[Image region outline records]
──────────────────────────────
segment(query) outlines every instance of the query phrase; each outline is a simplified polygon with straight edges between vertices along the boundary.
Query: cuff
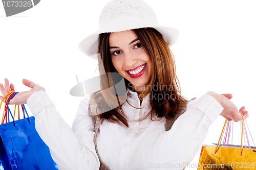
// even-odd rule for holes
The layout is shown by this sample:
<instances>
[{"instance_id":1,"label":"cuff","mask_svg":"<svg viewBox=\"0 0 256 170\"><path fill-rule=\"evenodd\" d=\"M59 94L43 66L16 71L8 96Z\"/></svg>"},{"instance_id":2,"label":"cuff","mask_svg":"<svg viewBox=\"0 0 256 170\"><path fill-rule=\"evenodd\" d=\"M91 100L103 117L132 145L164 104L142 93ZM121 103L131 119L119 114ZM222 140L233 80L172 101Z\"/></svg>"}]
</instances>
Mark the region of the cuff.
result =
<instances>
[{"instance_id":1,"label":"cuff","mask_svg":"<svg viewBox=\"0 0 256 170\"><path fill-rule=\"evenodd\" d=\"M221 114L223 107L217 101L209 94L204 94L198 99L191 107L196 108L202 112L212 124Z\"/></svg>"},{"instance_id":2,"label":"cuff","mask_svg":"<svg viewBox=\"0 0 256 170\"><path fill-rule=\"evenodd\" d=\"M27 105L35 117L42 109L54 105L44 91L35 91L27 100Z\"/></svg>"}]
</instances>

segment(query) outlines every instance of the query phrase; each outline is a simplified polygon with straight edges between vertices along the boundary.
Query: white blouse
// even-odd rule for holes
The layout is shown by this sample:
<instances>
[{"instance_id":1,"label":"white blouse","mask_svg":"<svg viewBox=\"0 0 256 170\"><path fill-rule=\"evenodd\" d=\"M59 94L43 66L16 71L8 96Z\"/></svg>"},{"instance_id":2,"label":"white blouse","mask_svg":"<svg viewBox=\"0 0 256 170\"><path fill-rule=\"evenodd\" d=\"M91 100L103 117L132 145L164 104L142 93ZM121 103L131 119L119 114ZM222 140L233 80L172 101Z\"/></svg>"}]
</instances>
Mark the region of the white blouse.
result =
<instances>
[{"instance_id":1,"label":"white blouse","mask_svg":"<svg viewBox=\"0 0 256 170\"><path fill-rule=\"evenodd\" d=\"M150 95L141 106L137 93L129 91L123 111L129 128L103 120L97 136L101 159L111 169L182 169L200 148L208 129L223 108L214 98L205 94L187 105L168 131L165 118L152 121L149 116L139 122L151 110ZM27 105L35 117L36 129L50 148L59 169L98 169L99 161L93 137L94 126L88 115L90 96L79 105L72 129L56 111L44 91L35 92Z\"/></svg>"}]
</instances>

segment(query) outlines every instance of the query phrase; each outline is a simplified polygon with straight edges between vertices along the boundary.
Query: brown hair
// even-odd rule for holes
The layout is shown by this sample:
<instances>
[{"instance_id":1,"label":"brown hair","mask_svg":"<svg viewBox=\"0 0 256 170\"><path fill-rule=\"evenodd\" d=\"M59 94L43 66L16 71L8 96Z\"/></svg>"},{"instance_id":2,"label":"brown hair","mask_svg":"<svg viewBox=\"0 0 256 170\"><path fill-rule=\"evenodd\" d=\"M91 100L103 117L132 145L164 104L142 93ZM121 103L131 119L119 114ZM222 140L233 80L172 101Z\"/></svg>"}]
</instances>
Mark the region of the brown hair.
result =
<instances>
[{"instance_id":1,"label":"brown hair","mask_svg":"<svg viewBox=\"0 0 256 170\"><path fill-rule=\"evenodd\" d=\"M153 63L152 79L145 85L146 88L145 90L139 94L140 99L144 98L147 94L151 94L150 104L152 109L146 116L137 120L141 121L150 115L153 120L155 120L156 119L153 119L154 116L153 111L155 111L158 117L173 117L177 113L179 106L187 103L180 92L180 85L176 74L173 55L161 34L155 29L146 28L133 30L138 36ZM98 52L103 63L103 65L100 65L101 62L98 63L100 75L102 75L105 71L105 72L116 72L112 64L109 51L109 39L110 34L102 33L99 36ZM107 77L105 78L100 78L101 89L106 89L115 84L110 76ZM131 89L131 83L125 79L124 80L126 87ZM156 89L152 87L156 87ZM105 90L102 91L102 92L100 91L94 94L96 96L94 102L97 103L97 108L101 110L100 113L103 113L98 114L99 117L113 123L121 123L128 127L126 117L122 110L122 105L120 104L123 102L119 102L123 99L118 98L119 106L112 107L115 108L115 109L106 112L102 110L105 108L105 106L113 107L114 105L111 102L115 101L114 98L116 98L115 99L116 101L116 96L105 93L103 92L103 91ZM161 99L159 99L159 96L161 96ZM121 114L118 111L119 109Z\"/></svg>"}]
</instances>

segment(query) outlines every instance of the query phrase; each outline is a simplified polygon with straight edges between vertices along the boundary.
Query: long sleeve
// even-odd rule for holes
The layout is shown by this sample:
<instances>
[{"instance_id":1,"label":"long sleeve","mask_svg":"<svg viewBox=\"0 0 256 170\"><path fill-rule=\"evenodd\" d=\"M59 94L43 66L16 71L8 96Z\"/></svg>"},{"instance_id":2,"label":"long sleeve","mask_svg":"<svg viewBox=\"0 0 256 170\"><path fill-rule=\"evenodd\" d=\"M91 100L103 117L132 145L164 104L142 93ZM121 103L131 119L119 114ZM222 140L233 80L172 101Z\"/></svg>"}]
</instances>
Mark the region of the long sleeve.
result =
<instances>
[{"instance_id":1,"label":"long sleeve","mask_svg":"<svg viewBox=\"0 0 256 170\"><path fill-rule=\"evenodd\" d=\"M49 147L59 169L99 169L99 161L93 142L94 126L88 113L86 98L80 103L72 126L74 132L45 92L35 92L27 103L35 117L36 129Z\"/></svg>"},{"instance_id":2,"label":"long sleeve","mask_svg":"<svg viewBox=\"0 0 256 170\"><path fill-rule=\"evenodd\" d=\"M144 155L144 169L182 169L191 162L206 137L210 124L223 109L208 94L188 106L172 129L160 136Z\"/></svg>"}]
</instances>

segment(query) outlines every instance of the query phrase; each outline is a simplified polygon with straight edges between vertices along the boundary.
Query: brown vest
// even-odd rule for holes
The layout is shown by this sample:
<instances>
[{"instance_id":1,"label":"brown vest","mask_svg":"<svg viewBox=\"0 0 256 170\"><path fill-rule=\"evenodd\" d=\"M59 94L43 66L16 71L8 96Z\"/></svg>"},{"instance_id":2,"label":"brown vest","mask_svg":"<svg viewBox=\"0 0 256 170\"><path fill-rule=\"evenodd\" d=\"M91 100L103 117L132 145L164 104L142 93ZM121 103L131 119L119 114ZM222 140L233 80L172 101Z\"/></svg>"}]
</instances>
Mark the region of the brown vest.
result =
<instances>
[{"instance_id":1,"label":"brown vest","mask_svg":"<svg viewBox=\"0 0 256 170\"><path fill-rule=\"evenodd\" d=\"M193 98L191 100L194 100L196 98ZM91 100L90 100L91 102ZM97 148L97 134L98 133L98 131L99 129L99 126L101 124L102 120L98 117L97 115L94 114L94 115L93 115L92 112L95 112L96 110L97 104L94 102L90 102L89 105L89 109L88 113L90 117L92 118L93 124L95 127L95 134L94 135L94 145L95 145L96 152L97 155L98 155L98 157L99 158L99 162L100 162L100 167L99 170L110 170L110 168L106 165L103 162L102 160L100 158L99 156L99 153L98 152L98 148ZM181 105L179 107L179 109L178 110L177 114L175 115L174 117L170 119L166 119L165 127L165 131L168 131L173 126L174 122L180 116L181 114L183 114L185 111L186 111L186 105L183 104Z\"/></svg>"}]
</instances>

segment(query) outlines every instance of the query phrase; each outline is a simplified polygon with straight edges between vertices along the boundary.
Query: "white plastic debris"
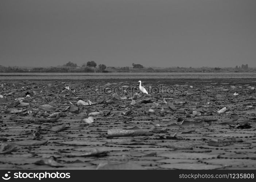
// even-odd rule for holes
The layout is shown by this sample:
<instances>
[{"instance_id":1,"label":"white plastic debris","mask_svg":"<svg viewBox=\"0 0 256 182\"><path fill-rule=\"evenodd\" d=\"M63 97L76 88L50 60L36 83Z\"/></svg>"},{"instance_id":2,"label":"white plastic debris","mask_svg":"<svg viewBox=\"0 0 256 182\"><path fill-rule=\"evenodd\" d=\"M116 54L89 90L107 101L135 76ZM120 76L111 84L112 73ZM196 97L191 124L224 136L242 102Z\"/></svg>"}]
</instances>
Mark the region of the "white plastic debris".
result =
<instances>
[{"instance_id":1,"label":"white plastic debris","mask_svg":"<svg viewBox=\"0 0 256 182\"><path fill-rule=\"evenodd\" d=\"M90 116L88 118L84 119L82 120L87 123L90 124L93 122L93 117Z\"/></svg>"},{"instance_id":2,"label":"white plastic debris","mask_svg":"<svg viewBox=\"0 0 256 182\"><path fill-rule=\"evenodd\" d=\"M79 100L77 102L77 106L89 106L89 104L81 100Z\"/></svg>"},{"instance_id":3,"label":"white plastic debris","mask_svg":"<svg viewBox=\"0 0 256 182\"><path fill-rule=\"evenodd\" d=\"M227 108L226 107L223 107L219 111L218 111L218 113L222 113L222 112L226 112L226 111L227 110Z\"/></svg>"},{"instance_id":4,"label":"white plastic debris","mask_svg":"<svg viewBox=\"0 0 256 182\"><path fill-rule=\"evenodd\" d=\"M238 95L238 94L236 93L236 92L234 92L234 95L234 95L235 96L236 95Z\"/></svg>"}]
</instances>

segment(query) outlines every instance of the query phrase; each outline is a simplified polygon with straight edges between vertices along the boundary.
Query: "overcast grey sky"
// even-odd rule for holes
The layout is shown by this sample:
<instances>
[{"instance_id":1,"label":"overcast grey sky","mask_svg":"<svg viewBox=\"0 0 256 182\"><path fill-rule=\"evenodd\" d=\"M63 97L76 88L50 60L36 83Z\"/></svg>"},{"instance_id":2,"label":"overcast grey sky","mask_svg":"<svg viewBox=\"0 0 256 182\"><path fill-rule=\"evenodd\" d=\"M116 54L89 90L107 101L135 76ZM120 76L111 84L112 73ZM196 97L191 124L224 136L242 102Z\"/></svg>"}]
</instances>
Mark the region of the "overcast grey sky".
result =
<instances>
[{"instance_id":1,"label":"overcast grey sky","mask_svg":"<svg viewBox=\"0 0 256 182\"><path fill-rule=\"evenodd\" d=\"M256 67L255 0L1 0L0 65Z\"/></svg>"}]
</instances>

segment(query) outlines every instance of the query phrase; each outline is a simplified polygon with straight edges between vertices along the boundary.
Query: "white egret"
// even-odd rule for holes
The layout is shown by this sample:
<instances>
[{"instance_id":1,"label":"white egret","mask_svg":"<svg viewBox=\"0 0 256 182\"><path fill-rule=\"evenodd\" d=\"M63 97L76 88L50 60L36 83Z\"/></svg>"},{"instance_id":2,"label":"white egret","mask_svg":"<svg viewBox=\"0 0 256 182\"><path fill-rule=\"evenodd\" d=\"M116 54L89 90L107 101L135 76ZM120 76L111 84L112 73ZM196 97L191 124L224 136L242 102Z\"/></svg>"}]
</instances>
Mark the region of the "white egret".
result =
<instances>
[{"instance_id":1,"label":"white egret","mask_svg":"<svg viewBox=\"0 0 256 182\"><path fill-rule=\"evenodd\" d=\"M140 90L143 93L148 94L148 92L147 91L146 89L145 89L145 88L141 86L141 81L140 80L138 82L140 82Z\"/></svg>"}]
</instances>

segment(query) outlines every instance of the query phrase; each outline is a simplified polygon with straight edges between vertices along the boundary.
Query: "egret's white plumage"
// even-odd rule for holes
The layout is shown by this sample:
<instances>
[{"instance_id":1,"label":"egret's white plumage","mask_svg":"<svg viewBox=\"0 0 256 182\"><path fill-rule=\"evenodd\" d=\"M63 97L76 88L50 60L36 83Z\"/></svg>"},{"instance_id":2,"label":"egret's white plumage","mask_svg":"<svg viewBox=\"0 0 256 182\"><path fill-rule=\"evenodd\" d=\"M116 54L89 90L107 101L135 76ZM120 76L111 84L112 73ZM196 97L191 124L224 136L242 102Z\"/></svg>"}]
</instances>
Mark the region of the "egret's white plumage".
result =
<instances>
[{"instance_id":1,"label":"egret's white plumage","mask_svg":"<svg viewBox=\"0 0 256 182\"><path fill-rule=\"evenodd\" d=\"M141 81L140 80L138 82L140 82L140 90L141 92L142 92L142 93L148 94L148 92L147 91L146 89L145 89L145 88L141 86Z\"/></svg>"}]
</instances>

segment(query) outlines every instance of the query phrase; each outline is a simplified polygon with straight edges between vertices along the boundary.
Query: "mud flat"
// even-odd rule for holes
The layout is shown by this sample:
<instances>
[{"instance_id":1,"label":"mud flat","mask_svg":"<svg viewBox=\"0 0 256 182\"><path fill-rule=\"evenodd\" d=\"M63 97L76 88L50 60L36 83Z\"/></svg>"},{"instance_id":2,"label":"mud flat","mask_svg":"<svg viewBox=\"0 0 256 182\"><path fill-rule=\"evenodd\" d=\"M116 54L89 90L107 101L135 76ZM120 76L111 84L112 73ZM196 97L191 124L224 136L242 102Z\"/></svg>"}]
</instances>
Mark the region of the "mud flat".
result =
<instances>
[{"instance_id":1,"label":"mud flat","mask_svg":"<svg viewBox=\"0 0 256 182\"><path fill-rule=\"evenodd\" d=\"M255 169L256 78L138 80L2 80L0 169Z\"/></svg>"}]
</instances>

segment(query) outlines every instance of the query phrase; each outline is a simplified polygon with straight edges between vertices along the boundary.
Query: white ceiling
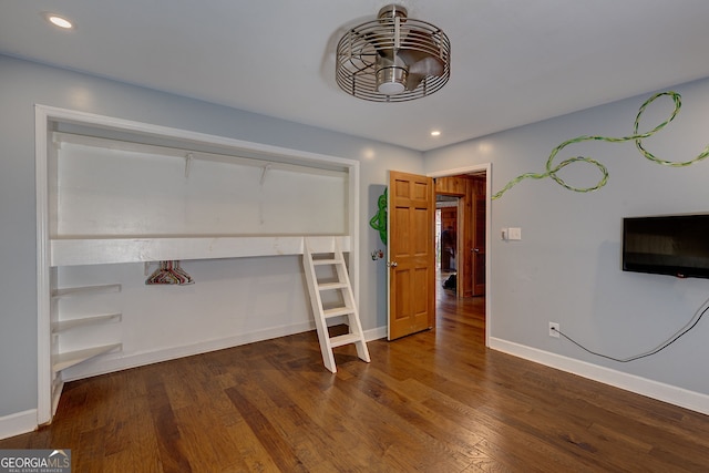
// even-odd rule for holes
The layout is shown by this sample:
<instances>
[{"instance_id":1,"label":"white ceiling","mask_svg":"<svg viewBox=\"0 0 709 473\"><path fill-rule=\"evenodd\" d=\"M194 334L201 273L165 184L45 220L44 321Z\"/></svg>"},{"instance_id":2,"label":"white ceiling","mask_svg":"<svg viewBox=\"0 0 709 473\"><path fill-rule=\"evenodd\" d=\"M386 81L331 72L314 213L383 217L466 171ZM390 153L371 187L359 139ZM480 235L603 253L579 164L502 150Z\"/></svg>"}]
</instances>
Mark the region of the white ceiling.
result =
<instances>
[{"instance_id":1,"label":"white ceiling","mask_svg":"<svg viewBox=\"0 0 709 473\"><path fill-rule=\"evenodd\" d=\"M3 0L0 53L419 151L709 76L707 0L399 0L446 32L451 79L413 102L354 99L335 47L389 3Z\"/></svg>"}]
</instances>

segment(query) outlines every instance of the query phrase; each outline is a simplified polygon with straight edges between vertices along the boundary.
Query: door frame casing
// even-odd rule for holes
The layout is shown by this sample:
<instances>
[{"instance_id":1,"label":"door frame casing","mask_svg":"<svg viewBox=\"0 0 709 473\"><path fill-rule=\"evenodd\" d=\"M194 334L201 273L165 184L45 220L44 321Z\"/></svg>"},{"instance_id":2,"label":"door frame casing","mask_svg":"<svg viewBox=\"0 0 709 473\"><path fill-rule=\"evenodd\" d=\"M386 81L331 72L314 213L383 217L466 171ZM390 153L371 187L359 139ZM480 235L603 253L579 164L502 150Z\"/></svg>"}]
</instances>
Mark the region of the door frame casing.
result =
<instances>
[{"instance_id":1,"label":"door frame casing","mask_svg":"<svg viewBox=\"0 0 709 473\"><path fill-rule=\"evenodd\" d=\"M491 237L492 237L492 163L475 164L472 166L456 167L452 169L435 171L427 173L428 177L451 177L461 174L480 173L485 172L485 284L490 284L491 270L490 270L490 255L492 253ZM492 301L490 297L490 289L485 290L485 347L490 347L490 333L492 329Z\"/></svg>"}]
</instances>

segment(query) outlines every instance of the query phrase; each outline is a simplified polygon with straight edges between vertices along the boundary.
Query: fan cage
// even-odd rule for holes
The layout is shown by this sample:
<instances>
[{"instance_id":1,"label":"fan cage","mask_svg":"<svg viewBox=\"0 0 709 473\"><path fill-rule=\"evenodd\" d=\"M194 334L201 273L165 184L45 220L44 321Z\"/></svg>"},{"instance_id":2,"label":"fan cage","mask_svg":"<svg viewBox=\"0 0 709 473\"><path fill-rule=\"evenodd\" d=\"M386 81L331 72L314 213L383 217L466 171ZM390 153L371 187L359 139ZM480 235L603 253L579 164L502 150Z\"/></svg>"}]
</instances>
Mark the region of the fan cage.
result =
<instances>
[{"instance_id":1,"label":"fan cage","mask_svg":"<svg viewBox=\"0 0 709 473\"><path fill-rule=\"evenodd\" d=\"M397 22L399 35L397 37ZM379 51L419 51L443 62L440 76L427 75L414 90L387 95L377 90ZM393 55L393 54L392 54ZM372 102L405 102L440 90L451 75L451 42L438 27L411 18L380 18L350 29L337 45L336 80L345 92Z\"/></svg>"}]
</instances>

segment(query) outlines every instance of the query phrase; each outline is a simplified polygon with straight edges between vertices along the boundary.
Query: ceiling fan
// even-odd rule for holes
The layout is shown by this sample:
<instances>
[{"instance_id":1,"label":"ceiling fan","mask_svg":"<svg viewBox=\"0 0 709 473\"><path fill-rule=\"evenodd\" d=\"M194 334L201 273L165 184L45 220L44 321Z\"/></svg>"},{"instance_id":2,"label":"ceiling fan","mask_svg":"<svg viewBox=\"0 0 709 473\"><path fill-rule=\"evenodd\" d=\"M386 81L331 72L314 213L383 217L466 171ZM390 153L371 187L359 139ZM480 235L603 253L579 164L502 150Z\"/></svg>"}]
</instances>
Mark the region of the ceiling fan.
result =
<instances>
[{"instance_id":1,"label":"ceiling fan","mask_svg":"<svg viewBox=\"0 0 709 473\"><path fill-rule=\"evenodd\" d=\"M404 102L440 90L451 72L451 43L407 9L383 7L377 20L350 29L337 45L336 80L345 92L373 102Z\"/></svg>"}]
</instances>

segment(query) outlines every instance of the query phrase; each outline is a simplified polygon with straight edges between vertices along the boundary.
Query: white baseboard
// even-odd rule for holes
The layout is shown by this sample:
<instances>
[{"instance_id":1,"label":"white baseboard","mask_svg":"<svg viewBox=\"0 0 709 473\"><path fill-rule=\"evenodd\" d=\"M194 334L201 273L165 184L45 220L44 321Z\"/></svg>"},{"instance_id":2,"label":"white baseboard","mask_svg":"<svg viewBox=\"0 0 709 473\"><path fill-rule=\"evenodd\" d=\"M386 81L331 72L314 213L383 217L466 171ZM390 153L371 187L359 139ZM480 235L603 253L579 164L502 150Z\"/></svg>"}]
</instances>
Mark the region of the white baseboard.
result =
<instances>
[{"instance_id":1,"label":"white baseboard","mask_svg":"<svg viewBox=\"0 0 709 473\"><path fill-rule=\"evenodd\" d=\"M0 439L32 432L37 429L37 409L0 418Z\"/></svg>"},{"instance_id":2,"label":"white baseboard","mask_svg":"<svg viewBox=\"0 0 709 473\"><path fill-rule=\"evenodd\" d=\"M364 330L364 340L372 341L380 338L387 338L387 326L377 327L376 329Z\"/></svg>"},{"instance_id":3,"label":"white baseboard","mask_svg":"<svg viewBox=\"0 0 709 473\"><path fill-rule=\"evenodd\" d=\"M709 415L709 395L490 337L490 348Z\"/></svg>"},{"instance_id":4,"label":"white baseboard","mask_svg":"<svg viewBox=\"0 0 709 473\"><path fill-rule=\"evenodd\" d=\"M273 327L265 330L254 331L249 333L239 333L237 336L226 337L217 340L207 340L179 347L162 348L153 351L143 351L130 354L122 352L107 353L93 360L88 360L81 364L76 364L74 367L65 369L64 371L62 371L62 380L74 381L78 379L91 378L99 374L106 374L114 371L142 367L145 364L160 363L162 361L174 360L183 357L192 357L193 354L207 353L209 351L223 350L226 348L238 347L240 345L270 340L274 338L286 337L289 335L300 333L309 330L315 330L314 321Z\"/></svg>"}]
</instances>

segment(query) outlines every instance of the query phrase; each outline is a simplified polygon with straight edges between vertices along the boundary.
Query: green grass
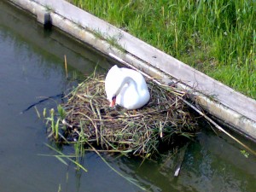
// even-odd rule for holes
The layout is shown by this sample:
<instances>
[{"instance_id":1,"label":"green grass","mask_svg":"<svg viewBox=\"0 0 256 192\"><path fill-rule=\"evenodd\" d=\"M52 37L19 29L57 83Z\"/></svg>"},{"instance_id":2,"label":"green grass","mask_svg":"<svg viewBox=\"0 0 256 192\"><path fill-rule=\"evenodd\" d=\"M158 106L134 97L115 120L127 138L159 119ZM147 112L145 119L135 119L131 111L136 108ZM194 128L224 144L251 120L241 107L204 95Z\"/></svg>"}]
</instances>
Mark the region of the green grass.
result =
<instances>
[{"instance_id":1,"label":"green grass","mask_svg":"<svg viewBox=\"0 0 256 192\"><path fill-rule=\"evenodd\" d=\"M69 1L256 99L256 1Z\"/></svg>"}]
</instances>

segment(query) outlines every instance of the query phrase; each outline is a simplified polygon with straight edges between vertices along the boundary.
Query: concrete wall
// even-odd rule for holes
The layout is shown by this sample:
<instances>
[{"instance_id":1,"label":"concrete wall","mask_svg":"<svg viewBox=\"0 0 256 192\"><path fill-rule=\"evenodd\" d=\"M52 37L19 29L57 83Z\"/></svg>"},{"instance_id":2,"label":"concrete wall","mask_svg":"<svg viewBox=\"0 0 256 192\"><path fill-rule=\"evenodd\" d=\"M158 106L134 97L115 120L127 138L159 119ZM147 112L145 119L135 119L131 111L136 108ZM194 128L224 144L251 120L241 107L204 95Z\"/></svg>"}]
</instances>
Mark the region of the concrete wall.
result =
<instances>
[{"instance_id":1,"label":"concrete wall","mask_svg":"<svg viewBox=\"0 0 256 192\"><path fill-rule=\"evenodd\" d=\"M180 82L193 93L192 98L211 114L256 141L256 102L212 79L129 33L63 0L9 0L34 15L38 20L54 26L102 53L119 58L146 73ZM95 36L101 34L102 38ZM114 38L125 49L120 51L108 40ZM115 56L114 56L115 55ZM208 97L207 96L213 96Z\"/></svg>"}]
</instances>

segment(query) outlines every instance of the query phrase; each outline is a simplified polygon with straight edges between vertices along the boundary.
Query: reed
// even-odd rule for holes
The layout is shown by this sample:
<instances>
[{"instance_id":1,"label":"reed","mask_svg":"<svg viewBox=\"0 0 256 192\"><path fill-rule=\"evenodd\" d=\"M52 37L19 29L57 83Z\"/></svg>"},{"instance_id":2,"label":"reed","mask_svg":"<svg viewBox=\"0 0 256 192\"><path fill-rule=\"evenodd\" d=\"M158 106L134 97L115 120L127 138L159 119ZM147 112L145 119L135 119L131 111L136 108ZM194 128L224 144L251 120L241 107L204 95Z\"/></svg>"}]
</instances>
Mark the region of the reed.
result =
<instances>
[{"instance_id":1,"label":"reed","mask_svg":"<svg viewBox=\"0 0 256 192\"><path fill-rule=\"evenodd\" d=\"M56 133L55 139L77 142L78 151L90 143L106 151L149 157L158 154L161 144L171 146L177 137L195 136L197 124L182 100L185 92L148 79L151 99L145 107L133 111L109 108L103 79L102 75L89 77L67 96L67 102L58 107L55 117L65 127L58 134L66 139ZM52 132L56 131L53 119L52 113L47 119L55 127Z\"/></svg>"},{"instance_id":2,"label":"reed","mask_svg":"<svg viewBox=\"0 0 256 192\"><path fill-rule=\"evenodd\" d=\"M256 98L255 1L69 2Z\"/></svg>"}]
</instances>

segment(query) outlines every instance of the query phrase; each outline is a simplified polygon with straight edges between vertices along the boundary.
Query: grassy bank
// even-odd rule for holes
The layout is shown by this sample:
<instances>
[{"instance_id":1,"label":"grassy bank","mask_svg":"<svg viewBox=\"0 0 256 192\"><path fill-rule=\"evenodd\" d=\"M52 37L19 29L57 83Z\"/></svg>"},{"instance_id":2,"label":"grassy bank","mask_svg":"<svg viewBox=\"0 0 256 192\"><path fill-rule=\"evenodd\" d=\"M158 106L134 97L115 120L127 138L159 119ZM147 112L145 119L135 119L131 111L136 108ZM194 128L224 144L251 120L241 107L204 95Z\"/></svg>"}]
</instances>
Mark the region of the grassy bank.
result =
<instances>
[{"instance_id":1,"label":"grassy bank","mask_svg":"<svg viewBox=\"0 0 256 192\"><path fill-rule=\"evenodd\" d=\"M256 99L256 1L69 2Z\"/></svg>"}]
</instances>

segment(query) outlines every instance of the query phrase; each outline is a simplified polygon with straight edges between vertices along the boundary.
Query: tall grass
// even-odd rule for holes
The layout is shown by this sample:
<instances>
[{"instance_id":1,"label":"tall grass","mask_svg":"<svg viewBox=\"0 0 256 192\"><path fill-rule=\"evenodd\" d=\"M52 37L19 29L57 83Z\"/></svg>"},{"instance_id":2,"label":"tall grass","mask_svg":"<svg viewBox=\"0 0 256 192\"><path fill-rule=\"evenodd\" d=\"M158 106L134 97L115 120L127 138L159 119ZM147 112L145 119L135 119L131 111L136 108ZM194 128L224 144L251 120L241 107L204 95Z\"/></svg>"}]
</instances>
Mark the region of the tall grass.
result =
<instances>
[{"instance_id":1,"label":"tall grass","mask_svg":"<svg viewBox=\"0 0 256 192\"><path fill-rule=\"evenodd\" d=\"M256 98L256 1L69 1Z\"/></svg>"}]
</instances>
──────────────────────────────
• **PROBLEM TO WORK ON**
Pull out each line of the items above that contains the string "debris". Case counts.

• **ANSWER FOR THIS EXERCISE**
Query: "white plastic debris"
[{"instance_id":1,"label":"white plastic debris","mask_svg":"<svg viewBox=\"0 0 256 182\"><path fill-rule=\"evenodd\" d=\"M63 97L76 88L50 60L36 83Z\"/></svg>"},{"instance_id":2,"label":"white plastic debris","mask_svg":"<svg viewBox=\"0 0 256 182\"><path fill-rule=\"evenodd\" d=\"M116 54L89 90L107 101L135 76ZM120 76L111 84L112 73ZM196 97L191 124L224 136L242 102Z\"/></svg>"}]
Mark the region of the "white plastic debris".
[{"instance_id":1,"label":"white plastic debris","mask_svg":"<svg viewBox=\"0 0 256 182\"><path fill-rule=\"evenodd\" d=\"M90 116L88 118L84 119L82 120L87 123L90 124L93 122L93 117Z\"/></svg>"},{"instance_id":2,"label":"white plastic debris","mask_svg":"<svg viewBox=\"0 0 256 182\"><path fill-rule=\"evenodd\" d=\"M79 100L77 102L77 106L89 106L89 104L81 100Z\"/></svg>"},{"instance_id":3,"label":"white plastic debris","mask_svg":"<svg viewBox=\"0 0 256 182\"><path fill-rule=\"evenodd\" d=\"M227 108L226 107L223 107L219 111L218 111L218 113L222 113L222 112L226 112L226 111L227 110Z\"/></svg>"},{"instance_id":4,"label":"white plastic debris","mask_svg":"<svg viewBox=\"0 0 256 182\"><path fill-rule=\"evenodd\" d=\"M238 95L238 94L236 93L236 92L234 92L234 95L234 95L235 96L236 95Z\"/></svg>"}]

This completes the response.